To be done: Print the passage of the corporate filing excerpt starting with "The Company from" and going on through "fiscal year, Messrs.".

The Company from time to time has also granted non-plan options to
certain officers, employees and consultants.
Director Compensation
During the fiscal year ended June 30, 2001 each of the Company's three
non-employee directors who served as directors during such fiscal year, Messrs.
Heiden, Halsworth and Schulberg, received $5,000 for serving as directors of the
Company as well as options under the Director Plan.
-15-
Audit Committee Report
In September 2001, the Audit Committee met with management to review
and discuss the audited financial statements. The Audit Committee also conducted
discussions with the Company's independent auditors, BDO Seidman, LLP, regarding
the matters required by the Statement on Auditing Standards No. 61. As required
by Independence Standards Board Standard No. 1, "Independence Discussion with
Audit Committees," the Audit Committee has discussed with and received the
required written disclosures and confirming letter from BDO Seidman, LLP
regarding its independence and has discussed with BDO Seidman, LLP its
independence. Based upon the review and discussions referred to above, the Audit
Committee recommended to the Board of Directors that the audited financial
statements be included in the Company's Annual Report on Form 10-K for the year
ended June 30, 2001.

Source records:
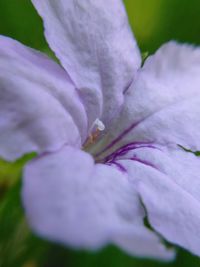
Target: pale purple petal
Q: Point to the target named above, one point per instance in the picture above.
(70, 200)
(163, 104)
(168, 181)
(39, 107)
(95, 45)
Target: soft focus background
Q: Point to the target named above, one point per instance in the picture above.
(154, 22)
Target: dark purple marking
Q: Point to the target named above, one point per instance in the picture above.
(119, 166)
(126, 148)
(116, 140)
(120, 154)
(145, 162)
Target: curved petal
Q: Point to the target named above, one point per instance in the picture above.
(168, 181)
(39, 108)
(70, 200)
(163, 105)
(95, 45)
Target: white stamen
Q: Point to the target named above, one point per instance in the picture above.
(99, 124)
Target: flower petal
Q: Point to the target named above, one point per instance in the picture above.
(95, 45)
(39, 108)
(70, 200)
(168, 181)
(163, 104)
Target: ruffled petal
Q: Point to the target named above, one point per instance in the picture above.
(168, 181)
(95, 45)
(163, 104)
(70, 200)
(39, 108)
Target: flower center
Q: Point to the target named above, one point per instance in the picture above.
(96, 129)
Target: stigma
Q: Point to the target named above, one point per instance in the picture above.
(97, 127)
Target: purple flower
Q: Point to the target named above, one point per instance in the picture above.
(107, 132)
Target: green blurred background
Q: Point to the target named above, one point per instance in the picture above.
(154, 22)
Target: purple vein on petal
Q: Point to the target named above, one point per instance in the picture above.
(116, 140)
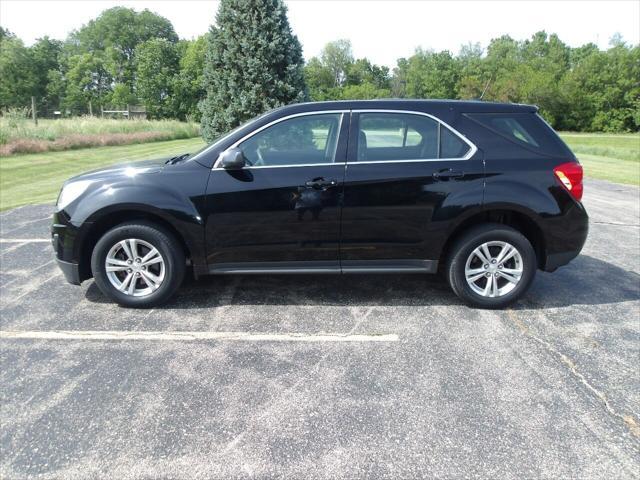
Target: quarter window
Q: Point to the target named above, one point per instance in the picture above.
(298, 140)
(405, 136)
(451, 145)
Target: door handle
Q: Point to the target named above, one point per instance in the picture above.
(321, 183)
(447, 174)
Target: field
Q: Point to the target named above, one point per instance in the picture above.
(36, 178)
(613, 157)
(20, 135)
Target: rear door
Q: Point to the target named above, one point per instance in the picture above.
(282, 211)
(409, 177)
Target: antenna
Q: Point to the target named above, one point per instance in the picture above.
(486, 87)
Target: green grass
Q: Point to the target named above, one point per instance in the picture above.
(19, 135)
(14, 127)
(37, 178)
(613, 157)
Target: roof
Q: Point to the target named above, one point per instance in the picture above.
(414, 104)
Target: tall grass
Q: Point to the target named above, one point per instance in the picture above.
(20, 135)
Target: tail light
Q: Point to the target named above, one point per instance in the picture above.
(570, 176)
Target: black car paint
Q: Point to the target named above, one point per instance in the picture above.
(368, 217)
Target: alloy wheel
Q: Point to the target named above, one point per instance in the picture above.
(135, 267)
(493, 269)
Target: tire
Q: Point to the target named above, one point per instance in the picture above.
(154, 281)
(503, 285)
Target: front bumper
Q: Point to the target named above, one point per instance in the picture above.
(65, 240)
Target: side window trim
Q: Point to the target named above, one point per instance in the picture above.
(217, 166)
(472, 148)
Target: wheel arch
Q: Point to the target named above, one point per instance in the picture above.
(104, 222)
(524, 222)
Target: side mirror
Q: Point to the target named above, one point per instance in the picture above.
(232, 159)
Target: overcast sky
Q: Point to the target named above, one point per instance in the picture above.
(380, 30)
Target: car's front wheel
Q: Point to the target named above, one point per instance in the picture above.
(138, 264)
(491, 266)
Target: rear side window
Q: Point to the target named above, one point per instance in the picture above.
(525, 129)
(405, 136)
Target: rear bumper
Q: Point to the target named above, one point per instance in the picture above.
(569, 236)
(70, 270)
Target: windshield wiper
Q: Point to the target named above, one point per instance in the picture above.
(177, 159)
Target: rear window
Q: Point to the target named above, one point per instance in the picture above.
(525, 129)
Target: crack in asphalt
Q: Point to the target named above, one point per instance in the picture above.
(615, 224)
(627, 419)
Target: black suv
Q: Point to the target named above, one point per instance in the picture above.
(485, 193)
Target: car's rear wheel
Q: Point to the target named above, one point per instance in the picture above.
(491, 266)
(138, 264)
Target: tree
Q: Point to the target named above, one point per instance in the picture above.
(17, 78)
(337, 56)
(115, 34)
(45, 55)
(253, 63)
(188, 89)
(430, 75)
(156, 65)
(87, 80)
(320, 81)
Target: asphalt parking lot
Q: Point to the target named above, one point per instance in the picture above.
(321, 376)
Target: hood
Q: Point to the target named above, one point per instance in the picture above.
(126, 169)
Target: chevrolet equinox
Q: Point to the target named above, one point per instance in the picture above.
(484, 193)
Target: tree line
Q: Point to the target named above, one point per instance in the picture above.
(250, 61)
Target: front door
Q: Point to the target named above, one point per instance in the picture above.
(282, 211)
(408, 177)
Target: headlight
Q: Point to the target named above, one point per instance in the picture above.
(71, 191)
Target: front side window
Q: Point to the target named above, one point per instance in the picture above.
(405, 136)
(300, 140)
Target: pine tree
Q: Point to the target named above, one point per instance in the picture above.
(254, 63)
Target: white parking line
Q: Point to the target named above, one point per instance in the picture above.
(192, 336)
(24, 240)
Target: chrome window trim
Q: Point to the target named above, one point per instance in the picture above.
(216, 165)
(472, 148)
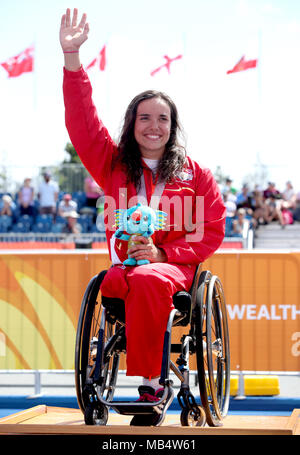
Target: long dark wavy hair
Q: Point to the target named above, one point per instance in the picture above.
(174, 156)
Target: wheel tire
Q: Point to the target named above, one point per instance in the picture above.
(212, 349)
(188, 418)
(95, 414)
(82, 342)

Result:
The Company from time to time has also granted non-plan options to
certain officers, employees and consultants.
Director Compensation
During the fiscal year ended June 30, 2001 each of the Company's three
non-employee directors who served as directors during such fiscal year, Messrs.